(Records from a collection)
════════════════

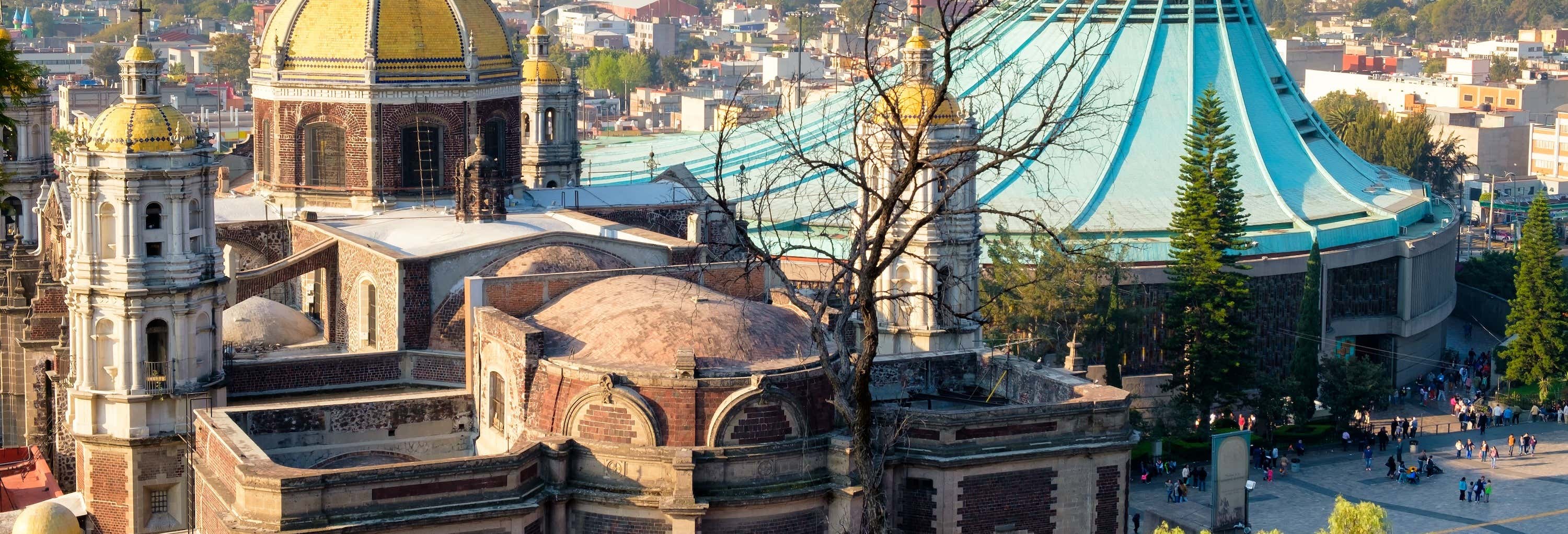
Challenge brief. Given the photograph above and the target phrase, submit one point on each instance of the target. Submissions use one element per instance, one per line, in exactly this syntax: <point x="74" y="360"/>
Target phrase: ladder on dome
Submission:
<point x="424" y="153"/>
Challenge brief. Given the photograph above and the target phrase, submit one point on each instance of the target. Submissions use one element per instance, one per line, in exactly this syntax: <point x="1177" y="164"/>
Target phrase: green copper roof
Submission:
<point x="1151" y="57"/>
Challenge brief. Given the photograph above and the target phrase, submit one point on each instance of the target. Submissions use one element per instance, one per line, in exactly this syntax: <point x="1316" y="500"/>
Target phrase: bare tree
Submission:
<point x="861" y="181"/>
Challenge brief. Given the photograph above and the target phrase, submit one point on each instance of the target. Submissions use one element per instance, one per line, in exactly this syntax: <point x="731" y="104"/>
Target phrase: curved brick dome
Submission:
<point x="639" y="323"/>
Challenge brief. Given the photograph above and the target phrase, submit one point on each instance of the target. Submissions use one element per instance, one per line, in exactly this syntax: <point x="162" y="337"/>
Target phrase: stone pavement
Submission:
<point x="1529" y="494"/>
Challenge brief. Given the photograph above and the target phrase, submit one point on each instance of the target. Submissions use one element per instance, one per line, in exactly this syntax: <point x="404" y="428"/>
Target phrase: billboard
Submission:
<point x="1230" y="466"/>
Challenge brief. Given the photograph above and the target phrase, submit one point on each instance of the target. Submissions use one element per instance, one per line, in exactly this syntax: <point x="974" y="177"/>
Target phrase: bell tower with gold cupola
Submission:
<point x="938" y="274"/>
<point x="551" y="154"/>
<point x="145" y="303"/>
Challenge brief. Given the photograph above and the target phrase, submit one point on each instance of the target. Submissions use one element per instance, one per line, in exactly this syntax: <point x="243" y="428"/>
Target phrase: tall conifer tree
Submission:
<point x="1206" y="310"/>
<point x="1310" y="337"/>
<point x="1539" y="312"/>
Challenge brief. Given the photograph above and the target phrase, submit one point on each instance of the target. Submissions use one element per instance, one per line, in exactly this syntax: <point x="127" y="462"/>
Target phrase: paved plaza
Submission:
<point x="1529" y="494"/>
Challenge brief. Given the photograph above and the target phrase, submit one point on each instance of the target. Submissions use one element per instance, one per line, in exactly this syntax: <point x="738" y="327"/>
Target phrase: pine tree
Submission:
<point x="1310" y="332"/>
<point x="1539" y="315"/>
<point x="1206" y="310"/>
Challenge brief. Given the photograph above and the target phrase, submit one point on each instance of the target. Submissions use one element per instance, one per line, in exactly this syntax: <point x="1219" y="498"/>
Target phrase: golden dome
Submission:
<point x="142" y="127"/>
<point x="46" y="519"/>
<point x="140" y="54"/>
<point x="541" y="71"/>
<point x="327" y="40"/>
<point x="913" y="99"/>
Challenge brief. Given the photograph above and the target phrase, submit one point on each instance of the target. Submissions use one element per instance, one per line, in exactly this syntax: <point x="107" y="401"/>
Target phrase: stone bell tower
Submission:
<point x="145" y="296"/>
<point x="940" y="271"/>
<point x="551" y="154"/>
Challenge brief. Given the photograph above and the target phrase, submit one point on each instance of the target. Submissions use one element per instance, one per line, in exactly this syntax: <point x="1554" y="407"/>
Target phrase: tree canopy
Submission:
<point x="1208" y="304"/>
<point x="1539" y="310"/>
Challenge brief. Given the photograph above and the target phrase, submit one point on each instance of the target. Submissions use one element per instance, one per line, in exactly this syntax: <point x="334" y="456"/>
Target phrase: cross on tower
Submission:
<point x="139" y="10"/>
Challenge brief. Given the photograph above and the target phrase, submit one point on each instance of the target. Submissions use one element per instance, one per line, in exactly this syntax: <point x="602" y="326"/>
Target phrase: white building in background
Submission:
<point x="1512" y="49"/>
<point x="1396" y="93"/>
<point x="1300" y="55"/>
<point x="788" y="65"/>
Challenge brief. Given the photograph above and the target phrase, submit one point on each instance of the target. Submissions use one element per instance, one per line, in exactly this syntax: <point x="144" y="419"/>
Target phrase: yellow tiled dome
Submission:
<point x="912" y="101"/>
<point x="414" y="41"/>
<point x="541" y="71"/>
<point x="140" y="54"/>
<point x="46" y="519"/>
<point x="142" y="127"/>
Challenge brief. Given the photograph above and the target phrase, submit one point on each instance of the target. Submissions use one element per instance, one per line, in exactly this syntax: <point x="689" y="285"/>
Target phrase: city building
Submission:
<point x="1388" y="247"/>
<point x="1300" y="55"/>
<point x="1496" y="142"/>
<point x="1550" y="146"/>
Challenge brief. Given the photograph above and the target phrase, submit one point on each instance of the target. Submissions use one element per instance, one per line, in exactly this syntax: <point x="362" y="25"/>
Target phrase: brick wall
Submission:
<point x="607" y="423"/>
<point x="1108" y="500"/>
<point x="1021" y="498"/>
<point x="603" y="524"/>
<point x="289" y="375"/>
<point x="455" y="145"/>
<point x="272" y="239"/>
<point x="761" y="422"/>
<point x="806" y="522"/>
<point x="681" y="415"/>
<point x="918" y="506"/>
<point x="352" y="264"/>
<point x="509" y="110"/>
<point x="416" y="304"/>
<point x="109" y="500"/>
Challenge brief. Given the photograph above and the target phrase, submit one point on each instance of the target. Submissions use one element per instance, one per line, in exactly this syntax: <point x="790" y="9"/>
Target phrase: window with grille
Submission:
<point x="421" y="157"/>
<point x="159" y="502"/>
<point x="325" y="156"/>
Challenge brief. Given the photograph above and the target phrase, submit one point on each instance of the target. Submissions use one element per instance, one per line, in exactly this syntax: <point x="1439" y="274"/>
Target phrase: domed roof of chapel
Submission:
<point x="639" y="323"/>
<point x="414" y="41"/>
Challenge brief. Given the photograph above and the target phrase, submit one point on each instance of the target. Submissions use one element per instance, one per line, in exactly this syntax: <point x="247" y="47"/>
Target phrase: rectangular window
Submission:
<point x="159" y="502"/>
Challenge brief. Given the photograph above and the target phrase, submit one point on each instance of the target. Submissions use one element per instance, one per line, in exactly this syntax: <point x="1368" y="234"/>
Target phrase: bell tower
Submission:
<point x="145" y="296"/>
<point x="938" y="274"/>
<point x="551" y="154"/>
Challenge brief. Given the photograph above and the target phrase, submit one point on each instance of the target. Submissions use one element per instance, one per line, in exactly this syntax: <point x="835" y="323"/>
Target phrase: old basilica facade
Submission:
<point x="446" y="334"/>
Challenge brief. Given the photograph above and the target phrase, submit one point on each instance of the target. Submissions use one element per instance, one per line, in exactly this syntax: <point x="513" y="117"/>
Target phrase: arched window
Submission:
<point x="104" y="345"/>
<point x="549" y="124"/>
<point x="421" y="157"/>
<point x="107" y="231"/>
<point x="369" y="295"/>
<point x="324" y="157"/>
<point x="13" y="217"/>
<point x="494" y="142"/>
<point x="498" y="401"/>
<point x="154" y="217"/>
<point x="157" y="354"/>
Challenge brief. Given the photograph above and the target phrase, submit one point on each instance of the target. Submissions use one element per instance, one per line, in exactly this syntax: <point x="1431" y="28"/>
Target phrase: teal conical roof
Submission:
<point x="1140" y="66"/>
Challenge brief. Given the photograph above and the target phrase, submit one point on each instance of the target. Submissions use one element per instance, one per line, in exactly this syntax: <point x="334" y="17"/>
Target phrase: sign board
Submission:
<point x="1230" y="464"/>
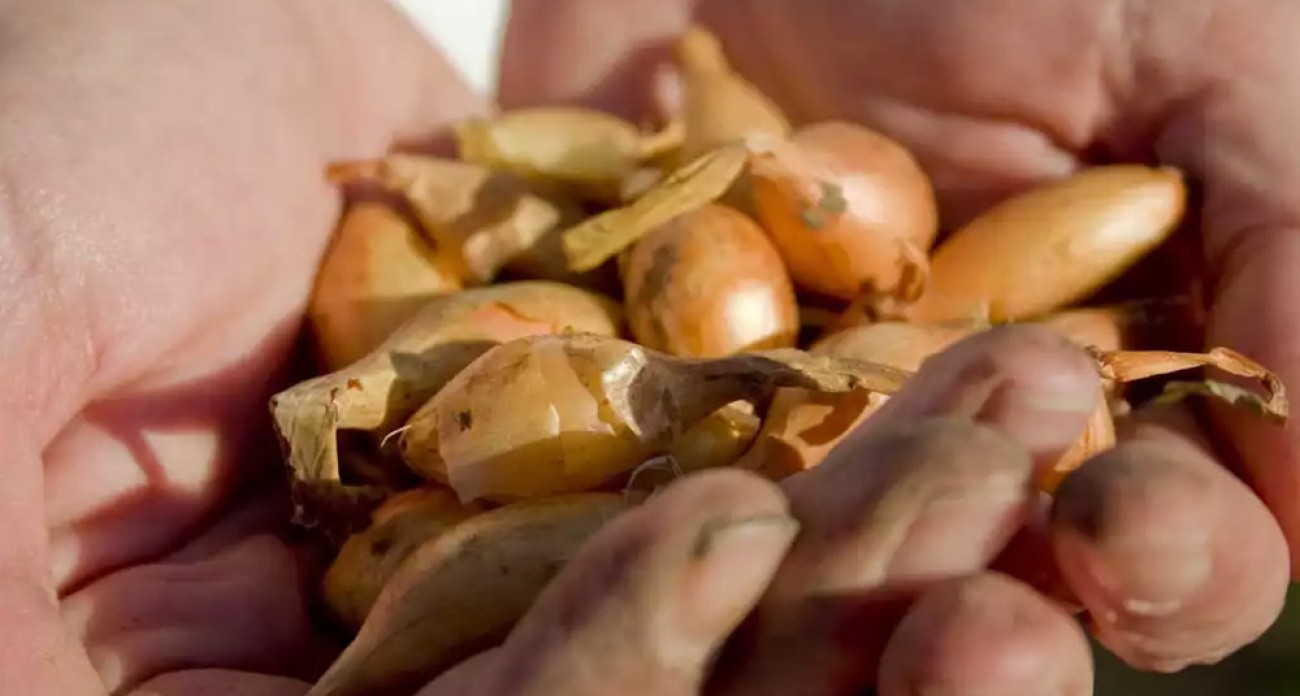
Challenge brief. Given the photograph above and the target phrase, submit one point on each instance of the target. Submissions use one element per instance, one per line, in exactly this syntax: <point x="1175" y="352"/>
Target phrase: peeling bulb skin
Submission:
<point x="801" y="427"/>
<point x="368" y="558"/>
<point x="709" y="284"/>
<point x="1097" y="437"/>
<point x="849" y="208"/>
<point x="381" y="390"/>
<point x="1048" y="247"/>
<point x="462" y="591"/>
<point x="566" y="145"/>
<point x="560" y="414"/>
<point x="377" y="272"/>
<point x="477" y="219"/>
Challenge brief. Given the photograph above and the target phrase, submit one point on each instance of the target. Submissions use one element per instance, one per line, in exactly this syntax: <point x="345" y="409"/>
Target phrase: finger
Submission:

════════════════

If a line in the records contains the word "stone", copy it out.

Target phrase: stone pavement
Target phrase: stone bell tower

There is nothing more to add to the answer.